Please return each line of the data below that contains the word "rough", copied without changes. Case counts when matching.

START

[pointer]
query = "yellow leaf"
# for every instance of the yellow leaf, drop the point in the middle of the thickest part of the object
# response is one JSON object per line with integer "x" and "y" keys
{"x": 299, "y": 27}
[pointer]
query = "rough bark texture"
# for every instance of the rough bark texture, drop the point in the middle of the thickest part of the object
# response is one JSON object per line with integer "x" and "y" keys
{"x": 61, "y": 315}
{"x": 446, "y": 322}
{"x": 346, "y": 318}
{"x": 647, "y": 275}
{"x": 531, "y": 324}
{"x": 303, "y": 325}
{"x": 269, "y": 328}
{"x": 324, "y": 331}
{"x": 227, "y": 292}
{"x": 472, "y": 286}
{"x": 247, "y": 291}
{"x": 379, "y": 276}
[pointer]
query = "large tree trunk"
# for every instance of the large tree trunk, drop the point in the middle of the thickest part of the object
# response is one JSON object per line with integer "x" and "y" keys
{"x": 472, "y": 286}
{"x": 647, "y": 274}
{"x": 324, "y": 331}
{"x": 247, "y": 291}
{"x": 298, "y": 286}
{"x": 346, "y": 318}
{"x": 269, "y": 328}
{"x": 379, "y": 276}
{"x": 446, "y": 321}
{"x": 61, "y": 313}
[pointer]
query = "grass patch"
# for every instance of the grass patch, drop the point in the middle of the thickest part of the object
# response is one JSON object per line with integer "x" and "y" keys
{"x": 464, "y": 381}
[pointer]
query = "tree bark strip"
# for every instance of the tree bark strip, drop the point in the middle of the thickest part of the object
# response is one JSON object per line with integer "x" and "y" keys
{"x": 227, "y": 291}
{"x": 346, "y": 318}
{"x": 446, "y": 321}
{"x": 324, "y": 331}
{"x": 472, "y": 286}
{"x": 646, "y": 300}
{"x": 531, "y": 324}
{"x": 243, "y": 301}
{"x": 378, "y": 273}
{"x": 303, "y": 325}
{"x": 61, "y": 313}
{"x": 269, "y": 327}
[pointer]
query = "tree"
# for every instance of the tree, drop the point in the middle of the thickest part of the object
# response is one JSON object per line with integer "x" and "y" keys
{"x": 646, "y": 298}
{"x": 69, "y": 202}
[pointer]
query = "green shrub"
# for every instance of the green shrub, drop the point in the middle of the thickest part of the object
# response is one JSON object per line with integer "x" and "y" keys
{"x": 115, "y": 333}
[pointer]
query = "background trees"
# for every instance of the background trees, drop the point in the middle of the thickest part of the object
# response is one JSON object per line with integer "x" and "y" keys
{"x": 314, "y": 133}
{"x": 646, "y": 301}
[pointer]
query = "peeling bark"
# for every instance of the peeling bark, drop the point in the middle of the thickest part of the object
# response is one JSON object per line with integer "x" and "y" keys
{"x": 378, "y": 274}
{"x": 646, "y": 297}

END

*WRITTEN SOLUTION*.
query = "rough bark texture"
# for every instance of the rough bark texture, drop the point in the middle of the thickest part of the object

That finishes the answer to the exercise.